**WHAT YOU HAVE TO DO:** Reproduce the material below with every occurrence of "Kindly" changed to "Please", leaving all other text unaltered.

**DATA TO USE:**
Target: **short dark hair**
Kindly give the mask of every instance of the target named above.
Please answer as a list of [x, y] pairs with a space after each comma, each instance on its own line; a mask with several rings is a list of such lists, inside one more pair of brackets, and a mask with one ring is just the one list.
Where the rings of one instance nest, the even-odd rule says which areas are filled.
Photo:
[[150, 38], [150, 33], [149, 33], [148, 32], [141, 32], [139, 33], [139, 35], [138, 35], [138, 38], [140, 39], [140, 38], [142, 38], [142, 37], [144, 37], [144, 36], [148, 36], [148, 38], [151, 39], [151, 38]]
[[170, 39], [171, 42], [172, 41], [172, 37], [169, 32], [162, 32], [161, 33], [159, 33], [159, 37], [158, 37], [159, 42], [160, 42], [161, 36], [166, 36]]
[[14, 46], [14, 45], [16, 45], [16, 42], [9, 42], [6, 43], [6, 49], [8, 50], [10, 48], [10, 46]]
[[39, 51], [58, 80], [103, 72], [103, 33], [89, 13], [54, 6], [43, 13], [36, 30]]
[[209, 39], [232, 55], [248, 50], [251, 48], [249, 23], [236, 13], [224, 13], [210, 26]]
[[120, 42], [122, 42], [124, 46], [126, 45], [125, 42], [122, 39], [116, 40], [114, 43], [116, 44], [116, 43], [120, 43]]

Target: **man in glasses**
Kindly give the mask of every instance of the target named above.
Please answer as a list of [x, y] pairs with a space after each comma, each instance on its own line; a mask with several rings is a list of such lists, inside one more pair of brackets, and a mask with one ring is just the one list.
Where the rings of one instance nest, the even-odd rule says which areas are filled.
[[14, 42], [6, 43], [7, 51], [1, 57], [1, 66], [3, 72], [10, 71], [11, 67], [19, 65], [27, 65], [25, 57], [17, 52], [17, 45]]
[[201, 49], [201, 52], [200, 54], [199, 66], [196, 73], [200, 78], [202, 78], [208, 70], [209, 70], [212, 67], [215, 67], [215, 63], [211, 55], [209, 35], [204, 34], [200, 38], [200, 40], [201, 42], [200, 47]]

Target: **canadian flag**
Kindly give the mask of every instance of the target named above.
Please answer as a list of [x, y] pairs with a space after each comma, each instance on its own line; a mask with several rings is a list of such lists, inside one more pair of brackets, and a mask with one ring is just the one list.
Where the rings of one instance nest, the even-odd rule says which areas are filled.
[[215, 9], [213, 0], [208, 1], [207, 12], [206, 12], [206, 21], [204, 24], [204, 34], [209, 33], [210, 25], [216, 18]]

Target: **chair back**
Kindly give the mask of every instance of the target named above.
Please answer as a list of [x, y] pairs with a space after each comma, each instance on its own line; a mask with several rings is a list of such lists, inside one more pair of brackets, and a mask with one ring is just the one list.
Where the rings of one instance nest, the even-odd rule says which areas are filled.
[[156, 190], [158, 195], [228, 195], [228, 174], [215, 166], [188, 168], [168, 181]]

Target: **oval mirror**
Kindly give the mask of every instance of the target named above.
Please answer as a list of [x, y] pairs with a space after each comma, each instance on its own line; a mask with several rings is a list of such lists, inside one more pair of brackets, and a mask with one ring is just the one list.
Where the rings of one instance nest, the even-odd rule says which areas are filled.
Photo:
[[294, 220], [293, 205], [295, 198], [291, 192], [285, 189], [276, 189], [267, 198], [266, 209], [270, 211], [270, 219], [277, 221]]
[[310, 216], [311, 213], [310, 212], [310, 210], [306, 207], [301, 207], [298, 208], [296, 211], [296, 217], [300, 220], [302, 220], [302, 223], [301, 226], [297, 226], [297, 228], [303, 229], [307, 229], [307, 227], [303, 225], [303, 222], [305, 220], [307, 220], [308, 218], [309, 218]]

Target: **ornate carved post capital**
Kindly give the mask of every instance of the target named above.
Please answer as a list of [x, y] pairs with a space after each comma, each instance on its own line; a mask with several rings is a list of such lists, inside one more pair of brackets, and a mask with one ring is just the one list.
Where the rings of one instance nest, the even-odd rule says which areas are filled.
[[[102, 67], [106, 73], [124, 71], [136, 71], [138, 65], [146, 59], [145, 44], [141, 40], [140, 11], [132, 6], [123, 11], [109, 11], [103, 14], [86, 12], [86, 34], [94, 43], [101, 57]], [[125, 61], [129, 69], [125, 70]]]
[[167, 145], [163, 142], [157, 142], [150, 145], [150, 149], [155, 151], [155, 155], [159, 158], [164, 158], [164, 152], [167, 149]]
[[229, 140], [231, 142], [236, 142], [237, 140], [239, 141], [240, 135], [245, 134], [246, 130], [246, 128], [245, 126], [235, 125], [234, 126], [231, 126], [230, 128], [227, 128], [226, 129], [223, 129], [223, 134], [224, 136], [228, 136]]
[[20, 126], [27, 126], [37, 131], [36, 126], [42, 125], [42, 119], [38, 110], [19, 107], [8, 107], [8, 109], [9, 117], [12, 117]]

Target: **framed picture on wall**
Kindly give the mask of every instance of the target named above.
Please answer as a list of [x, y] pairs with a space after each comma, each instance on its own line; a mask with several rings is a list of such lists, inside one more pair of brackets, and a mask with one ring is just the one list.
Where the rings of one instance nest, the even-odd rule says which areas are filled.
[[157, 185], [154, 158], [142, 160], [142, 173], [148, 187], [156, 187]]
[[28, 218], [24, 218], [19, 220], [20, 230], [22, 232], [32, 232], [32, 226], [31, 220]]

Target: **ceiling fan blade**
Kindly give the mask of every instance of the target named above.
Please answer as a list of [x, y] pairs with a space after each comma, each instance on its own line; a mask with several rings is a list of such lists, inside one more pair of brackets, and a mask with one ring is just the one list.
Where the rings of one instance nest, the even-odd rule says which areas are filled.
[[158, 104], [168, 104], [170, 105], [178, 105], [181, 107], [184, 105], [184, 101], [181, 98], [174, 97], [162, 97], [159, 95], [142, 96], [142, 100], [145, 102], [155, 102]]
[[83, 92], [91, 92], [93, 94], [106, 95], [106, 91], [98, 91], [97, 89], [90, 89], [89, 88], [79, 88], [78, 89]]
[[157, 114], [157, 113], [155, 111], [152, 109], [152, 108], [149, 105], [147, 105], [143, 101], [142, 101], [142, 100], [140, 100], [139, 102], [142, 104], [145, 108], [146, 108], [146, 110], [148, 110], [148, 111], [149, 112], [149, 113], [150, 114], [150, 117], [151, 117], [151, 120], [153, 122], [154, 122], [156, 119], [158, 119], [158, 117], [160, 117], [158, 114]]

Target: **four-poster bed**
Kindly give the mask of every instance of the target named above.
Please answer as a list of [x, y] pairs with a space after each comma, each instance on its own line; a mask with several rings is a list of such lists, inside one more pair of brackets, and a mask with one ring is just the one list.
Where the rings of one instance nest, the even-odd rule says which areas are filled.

**TASK RESULT:**
Target: **short dark hair**
Please give the mask of every instance of the target named above.
Please answer as a list of [x, y] pairs with a space after each comma, each instance on its own line; a mask with several rings is a list of such lists, inside one more pair of brackets, and a mask with one ring is just the one list.
Where the rings of one instance nest, the even-odd rule says which areas are filled.
Photo:
[[150, 38], [150, 33], [149, 33], [148, 32], [141, 32], [139, 33], [139, 35], [138, 35], [138, 38], [140, 39], [140, 38], [142, 38], [142, 37], [144, 37], [144, 36], [148, 36], [148, 38], [151, 39], [151, 38]]
[[170, 39], [171, 42], [172, 41], [172, 37], [169, 32], [162, 32], [161, 33], [159, 33], [159, 37], [158, 37], [159, 42], [160, 42], [161, 36], [166, 36]]
[[14, 46], [14, 45], [16, 45], [16, 42], [9, 42], [6, 43], [6, 49], [8, 50], [10, 48], [10, 46]]
[[39, 51], [58, 80], [103, 72], [103, 33], [89, 13], [54, 6], [43, 13], [36, 30]]
[[209, 39], [232, 55], [248, 50], [251, 48], [249, 23], [236, 13], [224, 13], [210, 26]]
[[120, 42], [122, 42], [124, 46], [126, 45], [125, 42], [122, 39], [116, 40], [114, 43], [116, 44], [116, 43], [120, 43]]

Target: **man in glasses**
Please give the mask of every instance of the target named above.
Please answer as a list of [x, y] pairs with a space after each comma, each instance on its own line; a mask with several rings is a list of such lists, inside one more pair of brackets, and a mask with one ring is just the one list.
Where the rings of one instance nest, the even-odd rule says which areas are filled.
[[14, 42], [6, 43], [7, 51], [1, 57], [1, 66], [3, 72], [10, 71], [11, 67], [19, 65], [27, 65], [25, 57], [17, 52], [17, 45]]
[[201, 49], [201, 52], [200, 54], [199, 66], [196, 73], [200, 78], [202, 78], [208, 70], [209, 70], [212, 67], [215, 67], [215, 63], [211, 55], [209, 35], [204, 34], [200, 38], [200, 40], [201, 42], [200, 47]]

Target: **canadian flag**
Please give the mask of every instance of the target named above.
Please answer as a list of [x, y] pairs with a space after each comma, each instance on its own line; a mask with several rings is a list of such lists, inside one more pair of brackets, and a mask with one ring is just the one list.
Where the rings of one instance nest, the even-odd rule says which areas are filled.
[[215, 9], [213, 0], [208, 1], [207, 12], [206, 12], [206, 21], [204, 24], [204, 34], [209, 33], [210, 25], [216, 18]]

Target: **chair back**
Please give the mask of every instance of the target named above.
Please answer as a list of [x, y] pairs with a space after each comma, each instance on its own line; a mask with several rings is a list of such lists, inside one more pair of brackets, and a mask with one ring is just the one list.
Where the rings of one instance nest, the even-odd rule says which areas are filled.
[[156, 190], [158, 195], [228, 195], [228, 174], [215, 166], [188, 168], [168, 181]]

Target: **oval mirror**
Please give the mask of every instance of the target named above.
Please answer as a list of [x, y] pairs with a space after each comma, each instance on its own line; a mask with several rings is a list of such lists, inside one more pair of brackets, and a mask with one ring is just the one list.
Where the rings of one instance nest, the even-odd rule says which areas are filled.
Photo:
[[294, 220], [293, 205], [295, 198], [291, 192], [285, 189], [276, 189], [267, 198], [266, 209], [270, 211], [270, 219], [277, 221]]
[[310, 216], [311, 213], [310, 212], [310, 210], [306, 207], [301, 207], [298, 208], [296, 211], [296, 217], [300, 220], [302, 220], [302, 223], [301, 226], [297, 226], [297, 228], [303, 229], [307, 229], [307, 227], [303, 225], [303, 222], [305, 220], [307, 220], [308, 218], [309, 218]]

Target: **ornate carved post capital**
Please give the mask of every instance of the target named above.
Please answer as a list of [x, y] pairs with a space after each comma, each instance on its own line; a mask with several rings is a list of such lists, inside one more pair of brackets, and a mask with one ring is just the one list.
Where the rings of one instance nest, the even-odd rule says which areas are filled.
[[[102, 67], [106, 73], [124, 71], [136, 71], [138, 65], [146, 59], [145, 44], [141, 40], [140, 11], [132, 6], [123, 11], [109, 11], [103, 14], [86, 12], [86, 34], [94, 43], [101, 57]], [[125, 61], [129, 69], [125, 70]]]
[[167, 145], [163, 142], [157, 142], [150, 145], [150, 149], [155, 151], [155, 155], [159, 158], [164, 158], [164, 152], [167, 149]]
[[229, 140], [231, 142], [236, 142], [237, 140], [239, 141], [240, 135], [245, 134], [246, 130], [246, 128], [245, 126], [235, 125], [234, 126], [231, 126], [230, 128], [227, 128], [226, 129], [223, 129], [223, 134], [224, 136], [228, 136]]
[[20, 126], [27, 126], [37, 131], [36, 126], [42, 125], [42, 119], [38, 110], [19, 107], [8, 107], [8, 109], [9, 117], [12, 117]]

Target: **framed picture on wall**
Please give the mask of every instance of the target named above.
Please answer as a list of [x, y] pairs with a space after each comma, each instance on its own line; a mask with several rings is a list of such lists, inside one more pair of brackets, and a mask with one ring is just the one list.
Where the rings of one instance nest, the even-odd rule says which areas are filled.
[[157, 185], [154, 158], [142, 160], [142, 173], [148, 187], [156, 187]]
[[28, 218], [24, 218], [19, 220], [20, 230], [22, 232], [32, 232], [32, 226], [31, 220]]

Target: **ceiling fan blade**
Please give the mask of every instance of the target named above.
Please answer as a list of [x, y] pairs with a space after each comma, each instance on its own line; a mask with several rings is a list of such lists, inside one more pair of brackets, and a mask with one ring is just the one list.
Where the rings of one instance nest, the even-odd rule says which areas are filled.
[[158, 104], [168, 104], [170, 105], [178, 105], [181, 107], [184, 105], [184, 101], [181, 98], [174, 97], [162, 97], [159, 95], [142, 96], [142, 100], [145, 102], [155, 102]]
[[83, 92], [91, 92], [93, 94], [106, 95], [106, 91], [98, 91], [97, 89], [90, 89], [89, 88], [79, 88], [78, 89]]
[[157, 114], [157, 113], [155, 111], [152, 109], [152, 108], [149, 105], [147, 105], [143, 101], [142, 101], [142, 100], [140, 100], [139, 102], [142, 104], [145, 108], [146, 108], [146, 110], [148, 110], [148, 111], [149, 112], [149, 113], [150, 114], [150, 117], [151, 117], [151, 120], [153, 122], [154, 122], [156, 119], [158, 119], [158, 117], [160, 117], [158, 114]]

Target: **four-poster bed**
Please give the mask of every instance of the target named above.
Please answer as a list of [x, y] pairs with a space after each comma, each instance on its own line; a mask with several rings is a list of such lists, inside one more pair of brackets, and a mask with one ring is just the one list.
Where the rings of one instance nest, the even-odd rule says which areas are filled.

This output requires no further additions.